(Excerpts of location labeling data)
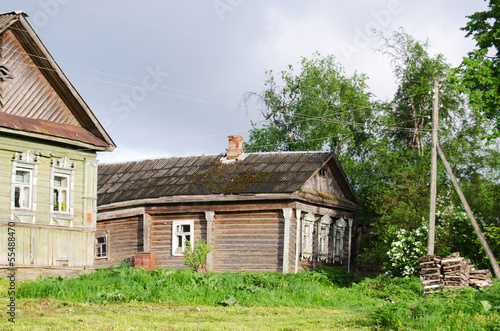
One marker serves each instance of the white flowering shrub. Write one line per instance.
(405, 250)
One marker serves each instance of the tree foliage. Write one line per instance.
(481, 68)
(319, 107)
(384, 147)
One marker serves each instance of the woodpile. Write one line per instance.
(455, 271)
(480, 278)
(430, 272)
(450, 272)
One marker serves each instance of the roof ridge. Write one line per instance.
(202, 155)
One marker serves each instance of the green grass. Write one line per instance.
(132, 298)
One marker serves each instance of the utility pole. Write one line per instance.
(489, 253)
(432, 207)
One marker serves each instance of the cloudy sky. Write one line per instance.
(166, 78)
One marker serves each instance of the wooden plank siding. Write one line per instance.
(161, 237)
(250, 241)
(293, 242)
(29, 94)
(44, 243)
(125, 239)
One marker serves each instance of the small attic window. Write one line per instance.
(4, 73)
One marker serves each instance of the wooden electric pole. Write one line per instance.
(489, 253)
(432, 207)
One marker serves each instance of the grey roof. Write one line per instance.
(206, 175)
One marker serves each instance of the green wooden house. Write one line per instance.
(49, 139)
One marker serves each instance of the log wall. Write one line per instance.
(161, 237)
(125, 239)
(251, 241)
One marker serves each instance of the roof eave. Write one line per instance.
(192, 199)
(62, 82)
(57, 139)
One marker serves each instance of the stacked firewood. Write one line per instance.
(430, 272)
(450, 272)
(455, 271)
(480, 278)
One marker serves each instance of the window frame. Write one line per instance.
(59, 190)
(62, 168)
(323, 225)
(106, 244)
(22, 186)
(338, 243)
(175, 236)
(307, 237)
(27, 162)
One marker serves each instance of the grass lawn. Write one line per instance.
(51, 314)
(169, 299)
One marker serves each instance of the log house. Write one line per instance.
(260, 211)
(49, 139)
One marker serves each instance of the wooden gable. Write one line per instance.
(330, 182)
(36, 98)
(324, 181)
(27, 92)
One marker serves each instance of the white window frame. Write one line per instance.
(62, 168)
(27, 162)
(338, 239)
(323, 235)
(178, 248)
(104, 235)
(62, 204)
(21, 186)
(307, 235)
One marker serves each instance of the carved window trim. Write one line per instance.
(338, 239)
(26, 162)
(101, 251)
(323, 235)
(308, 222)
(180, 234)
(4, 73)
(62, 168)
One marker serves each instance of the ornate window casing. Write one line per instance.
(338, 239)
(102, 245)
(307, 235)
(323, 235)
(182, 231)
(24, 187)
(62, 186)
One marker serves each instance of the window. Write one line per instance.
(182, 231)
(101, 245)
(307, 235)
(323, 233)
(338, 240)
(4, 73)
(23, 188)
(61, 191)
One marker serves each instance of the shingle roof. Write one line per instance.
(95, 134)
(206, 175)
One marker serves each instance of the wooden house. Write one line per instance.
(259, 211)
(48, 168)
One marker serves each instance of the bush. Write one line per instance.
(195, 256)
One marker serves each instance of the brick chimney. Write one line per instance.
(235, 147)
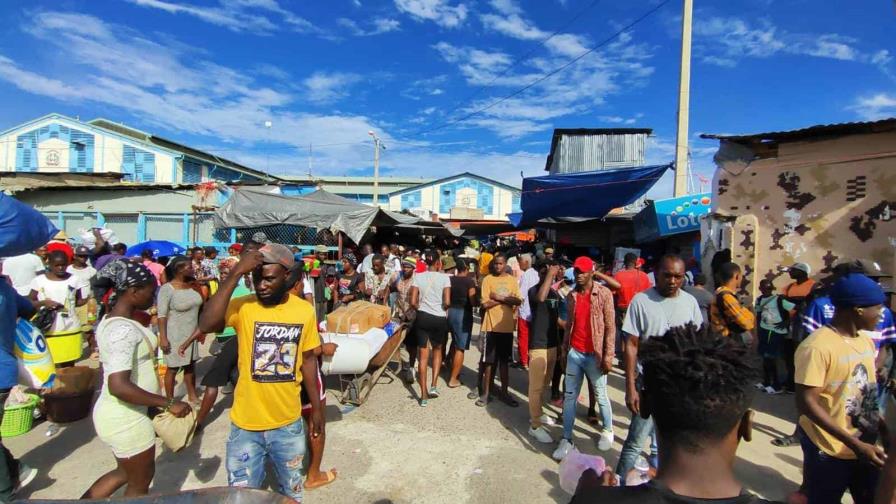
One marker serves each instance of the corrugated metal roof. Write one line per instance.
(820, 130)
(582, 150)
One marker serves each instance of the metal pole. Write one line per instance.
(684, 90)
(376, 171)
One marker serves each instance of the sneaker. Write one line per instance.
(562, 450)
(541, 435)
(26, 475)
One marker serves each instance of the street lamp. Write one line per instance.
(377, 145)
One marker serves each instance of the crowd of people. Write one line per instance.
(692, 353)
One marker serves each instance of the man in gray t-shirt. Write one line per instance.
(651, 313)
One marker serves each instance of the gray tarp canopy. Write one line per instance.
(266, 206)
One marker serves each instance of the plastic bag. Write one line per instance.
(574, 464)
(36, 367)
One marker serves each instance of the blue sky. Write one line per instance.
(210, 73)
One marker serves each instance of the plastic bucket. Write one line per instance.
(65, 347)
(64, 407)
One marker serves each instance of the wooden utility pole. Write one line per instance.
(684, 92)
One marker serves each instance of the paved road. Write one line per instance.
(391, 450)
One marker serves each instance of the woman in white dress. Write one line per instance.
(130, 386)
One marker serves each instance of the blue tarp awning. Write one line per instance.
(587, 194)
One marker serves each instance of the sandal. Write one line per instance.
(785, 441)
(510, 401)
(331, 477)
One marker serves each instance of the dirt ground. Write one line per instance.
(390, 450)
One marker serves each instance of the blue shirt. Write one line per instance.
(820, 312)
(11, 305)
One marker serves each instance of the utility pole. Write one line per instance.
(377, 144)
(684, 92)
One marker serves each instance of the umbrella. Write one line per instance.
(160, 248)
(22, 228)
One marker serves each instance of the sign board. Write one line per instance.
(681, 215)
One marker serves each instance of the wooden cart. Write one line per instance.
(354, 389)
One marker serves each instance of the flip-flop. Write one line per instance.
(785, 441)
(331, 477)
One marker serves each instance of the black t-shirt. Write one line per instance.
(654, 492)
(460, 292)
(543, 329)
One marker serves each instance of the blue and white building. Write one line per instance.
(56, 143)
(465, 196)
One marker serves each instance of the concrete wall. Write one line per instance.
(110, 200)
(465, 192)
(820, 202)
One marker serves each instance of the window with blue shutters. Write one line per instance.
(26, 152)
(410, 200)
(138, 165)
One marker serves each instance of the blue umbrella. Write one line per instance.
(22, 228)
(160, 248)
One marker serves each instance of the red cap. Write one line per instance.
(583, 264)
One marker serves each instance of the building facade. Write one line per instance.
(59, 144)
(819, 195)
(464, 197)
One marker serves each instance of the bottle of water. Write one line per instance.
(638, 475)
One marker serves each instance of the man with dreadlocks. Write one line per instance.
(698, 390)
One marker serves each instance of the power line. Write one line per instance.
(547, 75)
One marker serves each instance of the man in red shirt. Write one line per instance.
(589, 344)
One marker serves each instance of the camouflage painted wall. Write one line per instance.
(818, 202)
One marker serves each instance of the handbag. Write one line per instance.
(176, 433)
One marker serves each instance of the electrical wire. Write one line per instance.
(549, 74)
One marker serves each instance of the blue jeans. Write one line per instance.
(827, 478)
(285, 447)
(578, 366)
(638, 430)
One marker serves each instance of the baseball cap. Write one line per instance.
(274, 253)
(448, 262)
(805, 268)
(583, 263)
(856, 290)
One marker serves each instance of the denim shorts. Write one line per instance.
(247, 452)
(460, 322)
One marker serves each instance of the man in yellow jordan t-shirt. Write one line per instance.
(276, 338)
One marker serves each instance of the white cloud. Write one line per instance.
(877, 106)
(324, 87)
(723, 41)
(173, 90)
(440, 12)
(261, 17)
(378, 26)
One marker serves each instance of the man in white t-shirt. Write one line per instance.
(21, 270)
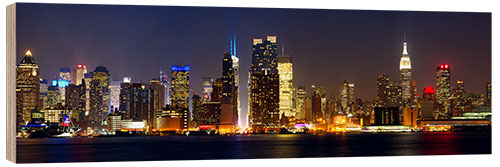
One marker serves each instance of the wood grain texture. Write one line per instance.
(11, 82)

*The request*. Take the listing and print it again exactly, but without any pictures.

*Final result*.
One marker serves each instance of the white flowering shrub. Write one line per instance.
(405, 250)
One marker serves each instance of the tree foliage. Write one line per instance.
(481, 68)
(319, 107)
(384, 147)
One marker serves each instance of the woodpile. Write one line per instance.
(455, 271)
(480, 278)
(430, 272)
(450, 272)
One marker serves each instance of the roof ridge. Write one line per instance.
(202, 155)
One marker serves each instance of the green grass. Write one line per instance.
(132, 298)
One marker serves each instance of the utility pole. Write one line per instance.
(489, 253)
(432, 207)
One marker serves each instance of the cloudy sky. Write one line per instance.
(166, 78)
One marker serves each instance of the wooden plank siding. Write one line per instance.
(161, 237)
(250, 241)
(293, 242)
(29, 94)
(44, 243)
(125, 239)
One marker serves each instance of the small attic window. Write one line per instance.
(4, 73)
One marker serves each instance of the wooden electric pole. Write one line per instance.
(489, 253)
(432, 207)
One marker serves each instance of the grey roof. Write one line per instance.
(206, 175)
One marker serves each instance of the green wooden house. Write one line per instance.
(49, 139)
One marker serves each instance of the log wall. Write one line per instance.
(161, 237)
(125, 239)
(251, 241)
One marker serves each instance of the roof eave. Write one line per instance.
(192, 199)
(62, 82)
(57, 139)
One marker serves each instance of the stacked firewood. Write one line per instance.
(430, 272)
(450, 272)
(455, 271)
(480, 278)
One marker serves each instance of the window frame. Write one line per instance.
(59, 190)
(62, 168)
(323, 225)
(106, 244)
(22, 186)
(338, 243)
(175, 236)
(307, 237)
(27, 162)
One marker serves each instance of the grass lawn. Write one line per instance.
(51, 314)
(169, 299)
One marker serves each instance of the log house. Write one line per instance.
(260, 211)
(49, 139)
One marker serves each instance of the wooden gable. Write one line per instance.
(330, 182)
(36, 98)
(324, 181)
(27, 92)
One marker serves each instance of the white window frame. Write one line per instance.
(62, 168)
(27, 162)
(338, 239)
(323, 235)
(178, 248)
(104, 235)
(62, 204)
(21, 186)
(307, 235)
One marker serves each instance of the carved window trim. Write one line per instance.
(338, 239)
(26, 162)
(101, 251)
(323, 235)
(308, 222)
(180, 234)
(4, 73)
(62, 168)
One marker serves each instance of the ornate window casing. Write one line per instance.
(338, 239)
(102, 245)
(307, 235)
(323, 235)
(182, 231)
(24, 187)
(62, 186)
One marker serves each instance of the window. Write one line per instance.
(182, 231)
(101, 245)
(307, 235)
(323, 233)
(338, 240)
(4, 73)
(23, 188)
(61, 191)
One marker serves each instance of the shingle roof. Write one line per instance.
(95, 134)
(206, 175)
One marker serves each instance of the wooden house. Write one line per instance.
(259, 211)
(48, 168)
One marker serves each instance of the bush. Write one line per instance.
(195, 256)
One marker serves each instance of the brick chimney. Write one line per instance.
(235, 147)
One marker serves each instance of the corrugated metal roof. Write one line per instance.
(820, 130)
(582, 150)
One marker serves each instance of the metal pole. Write one line per instance.
(684, 90)
(376, 171)
One marker serves each instance of the sneaker. Write one line per instance.
(562, 450)
(541, 435)
(26, 475)
One marker serves each instance of the street lamp. Write one line per instance.
(377, 145)
One marker serves each instance of the crowd of people. Write one line per instance.
(692, 353)
One marker serves each instance of the man in gray t-shirt. Write one line per instance.
(651, 313)
One marker serves each instance of the gray tarp canopy. Write one line per instance.
(266, 206)
One marker serves each instance of the plastic bag. Write one line per instance.
(574, 464)
(36, 367)
One marker serves each instance of the blue sky. Write one line per instance.
(210, 73)
One marker serves each instance of the plastic bucket. Write one line per instance.
(65, 347)
(64, 407)
One marker serves each instance of the wooden utility pole. Write one line per instance.
(684, 92)
One marker serves each instance of the paved road. Write one line per instance.
(391, 450)
One marker serves each instance of the woman in white dress. Write one line per instance.
(130, 386)
One marker serves each instance of the blue tarp awning. Write one line per instance.
(587, 194)
One marker serves each instance of the sandal. Write one line per instance.
(785, 441)
(510, 401)
(331, 477)
One marker serves each instance of the dirt ground. Write one line per instance.
(390, 450)
One marker serves each instance of the blue shirt. Write one line per instance.
(820, 312)
(11, 305)
One marker serves each instance of the utility pole. Write one line per instance.
(377, 144)
(684, 92)
One marker serves each instance of the umbrella. Write one line per instance.
(160, 248)
(22, 228)
One marker serves each instance of the sign board. Write one line per instance.
(681, 215)
One marker serves each instance of the wooden cart. Write one line per instance.
(354, 389)
One marker serves each instance of the flip-flop. Write one line per instance.
(785, 441)
(331, 477)
One marker serves each instance of the black t-shirt. Write one line per instance.
(654, 492)
(460, 292)
(543, 329)
One marker serves each instance of the blue and white building. Write one line per instance.
(56, 143)
(465, 196)
One marker serves each instance of the concrete wall. Write one line per instance.
(110, 200)
(465, 192)
(820, 202)
One marker serves each instance of the window with blue shutters. Write one line per instance.
(26, 152)
(410, 200)
(138, 165)
One marker serves each instance of the blue umbrella. Write one line per instance.
(22, 228)
(160, 248)
One marker serves each instance of the red cap. Write one line per instance.
(583, 264)
One marker serves each instance of the building facade. Write one line per instance.
(59, 144)
(819, 195)
(464, 197)
One marker serves each instance of the bottle of water. Write one line per instance.
(638, 475)
One marker serves each instance of the man with dreadlocks. Write one line per instance.
(698, 390)
One marker serves each instance of the power line. Write one line per instance.
(547, 75)
One marker serves each instance of the man in red shirt. Write one line per instance.
(589, 344)
One marker serves each instance of the camouflage painted wall. Write one line per instance.
(818, 202)
One marker serves each instance of the handbag. Write one line per instance.
(176, 433)
One marker serves each instance of the electrical wire. Write one line per instance.
(549, 74)
One marker serves each instance of the blue jeans. Write one line per instance.
(827, 478)
(285, 447)
(578, 366)
(638, 430)
One marker serves each instance of the baseball cap. Write one line per instance.
(274, 253)
(448, 262)
(805, 268)
(583, 263)
(856, 290)
One marker serves each instance of the denim shorts. Write one line per instance.
(247, 452)
(460, 322)
One marker serves each instance of the man in yellow jordan t-shirt. Write one line per instance.
(276, 338)
One marker serves each instance of the white cloud. Write one line per instance.
(877, 106)
(324, 87)
(723, 41)
(173, 90)
(440, 12)
(261, 17)
(378, 26)
One marker serves each instance of the man in white t-shirt. Write one line per instance.
(21, 270)
One marker serves each instance of the wood grain texture. Write one line per instance.
(11, 82)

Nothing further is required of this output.